EXERCISE TASK:
Please render every line of the listing below as a numbered list, skipping any blank lines.
++++++
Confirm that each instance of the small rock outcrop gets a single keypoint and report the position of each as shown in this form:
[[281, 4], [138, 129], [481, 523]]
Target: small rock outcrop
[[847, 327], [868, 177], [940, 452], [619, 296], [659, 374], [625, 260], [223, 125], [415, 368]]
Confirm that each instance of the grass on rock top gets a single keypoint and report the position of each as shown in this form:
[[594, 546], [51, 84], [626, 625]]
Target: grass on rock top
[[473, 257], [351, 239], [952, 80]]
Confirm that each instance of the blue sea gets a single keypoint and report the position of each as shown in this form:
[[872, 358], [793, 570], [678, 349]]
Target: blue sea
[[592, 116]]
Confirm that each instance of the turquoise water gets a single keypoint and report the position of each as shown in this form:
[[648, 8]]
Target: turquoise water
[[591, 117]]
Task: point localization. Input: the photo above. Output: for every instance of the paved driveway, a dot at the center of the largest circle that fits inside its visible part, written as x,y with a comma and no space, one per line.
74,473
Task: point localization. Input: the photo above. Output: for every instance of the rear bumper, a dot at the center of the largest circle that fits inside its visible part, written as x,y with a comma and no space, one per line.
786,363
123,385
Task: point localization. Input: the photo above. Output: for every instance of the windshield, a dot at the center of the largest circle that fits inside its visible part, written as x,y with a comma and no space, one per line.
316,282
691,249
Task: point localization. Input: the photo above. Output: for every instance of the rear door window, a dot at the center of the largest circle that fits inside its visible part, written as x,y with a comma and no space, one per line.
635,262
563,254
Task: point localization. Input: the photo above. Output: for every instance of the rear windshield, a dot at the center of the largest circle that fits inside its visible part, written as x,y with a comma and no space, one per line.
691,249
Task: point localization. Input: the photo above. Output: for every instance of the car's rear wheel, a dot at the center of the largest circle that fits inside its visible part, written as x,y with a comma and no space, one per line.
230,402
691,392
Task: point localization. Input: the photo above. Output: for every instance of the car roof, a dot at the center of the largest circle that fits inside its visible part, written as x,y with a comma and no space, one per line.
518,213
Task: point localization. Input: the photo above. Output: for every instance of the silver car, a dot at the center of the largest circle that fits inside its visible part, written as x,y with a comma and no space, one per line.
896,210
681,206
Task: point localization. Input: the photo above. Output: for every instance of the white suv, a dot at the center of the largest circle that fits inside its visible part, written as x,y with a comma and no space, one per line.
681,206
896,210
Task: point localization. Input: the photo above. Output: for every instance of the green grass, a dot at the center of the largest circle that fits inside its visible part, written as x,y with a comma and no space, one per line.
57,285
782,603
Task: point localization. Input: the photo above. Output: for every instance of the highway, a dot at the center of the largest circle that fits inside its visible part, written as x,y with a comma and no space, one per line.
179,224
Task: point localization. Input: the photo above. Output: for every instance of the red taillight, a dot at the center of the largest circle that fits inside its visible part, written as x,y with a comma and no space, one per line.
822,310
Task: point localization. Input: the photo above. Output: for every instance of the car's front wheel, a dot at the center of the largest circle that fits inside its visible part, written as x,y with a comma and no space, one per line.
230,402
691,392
++++++
WORKED ANSWER:
1. Confirm that each instance of the small rock outcrop gets a single keypoint and report the position of each as shown in this form:
2. [[281, 4], [138, 129], [481, 523]]
3. Target: small rock outcrop
4. [[847, 327], [868, 177], [940, 452], [619, 296], [659, 374], [625, 260], [223, 125], [415, 368]]
5. Confirm that each instance of the grass on rock top gets a single keypoint and report the position of each as shown in this form:
6. [[594, 546], [51, 84], [626, 625]]
7. Target: grass on rock top
8. [[473, 257], [351, 239], [952, 80]]
9. Confirm that each instance of the blue sea gets a single keypoint and report the position of each as shown in this form:
10. [[872, 358], [793, 570], [678, 349]]
11. Target: blue sea
12. [[592, 116]]
13. Confirm that each instance of the turquoise water gets a single keypoint and report the position of each as shown in this form:
14. [[648, 8]]
15. Target: turquoise water
16. [[591, 117]]
17. Task: point localization. Input: the photo above. Output: for every instance of the paved driveway, a dot at the center of the largest circle that fits inside its visible part, written as x,y with a comma and no space, one per line.
18. 74,473
19. Task: point localization. Input: the photo above. Output: for every instance of the rear bumper, a dot at the center of the largest circle that fits inside its visible part, written as x,y with a comma and no space, one per line.
20. 786,363
21. 123,385
22. Task: point localization. Input: the photo above. Output: for every instance of the windshield, a dot at the center of the largest circle that fits inside its visible part, written as x,y with a comma and no space, one per line.
23. 316,282
24. 691,249
25. Task: point localization. Input: the photo above. Output: for every instance of the rear door window, a dot at the center of the largest circle that fits inside its visible part, written as x,y with a comma and no space, one per line.
26. 635,262
27. 563,254
28. Task: point localization. Input: the photo above. Output: for every instance of the rear windshield, a dot at the center of the largest circle that fits inside its visible part, written as x,y with a comma and no space, one per line.
29. 691,249
30. Task: point localization. Input: the photo above. Output: for every instance of the car's rear wheel, a dot at the center of the largest circle that fits inside its visible part, written as x,y with a comma and no space, one per line.
31. 230,402
32. 691,392
33. Task: point localization. Input: the photo above. Output: for every instance of the car roof, a dot at the center of the largest circle that fits inside its visible part, written as x,y with a comma and no space, one per line.
34. 518,213
35. Task: point localization. Input: the photo above. Output: for every instance of the silver car, a dot at the center of the largest circle that fits inside its visible part, written as x,y with a comma and no space, one per line.
36. 896,210
37. 681,206
38. Task: point localization. Input: the photo above. Output: for every instance of the white suv, a dot at the center of the largest circle that fits inside its visible part, written as x,y with a comma and no space, one per line.
39. 681,206
40. 896,210
41. Task: point localization. Input: the photo above. Output: for every instance of the green grass, a dot at the center of the largest circle that fits inside its visible part, written as x,y with a comma and no space, one per line.
42. 57,285
43. 782,603
44. Task: point localization. Input: the photo above. Output: for every instance of the highway, a dot at the center of the largest circle that fits inside its visible part, written as x,y with a comma and no space, one per line.
45. 179,224
46. Task: point localization. Input: the photo above. Output: for every instance of the red taillight, a dot at the center of the largest circle that fits inside its visible part, written as x,y with a comma and no space, one per line.
47. 822,310
48. Task: point localization. Input: the photo above. Output: for every instance of the car's front wheel, a dot at the center of the largest circle that fits inside its visible part, written as x,y with a comma and no space, one per line.
49. 230,402
50. 691,392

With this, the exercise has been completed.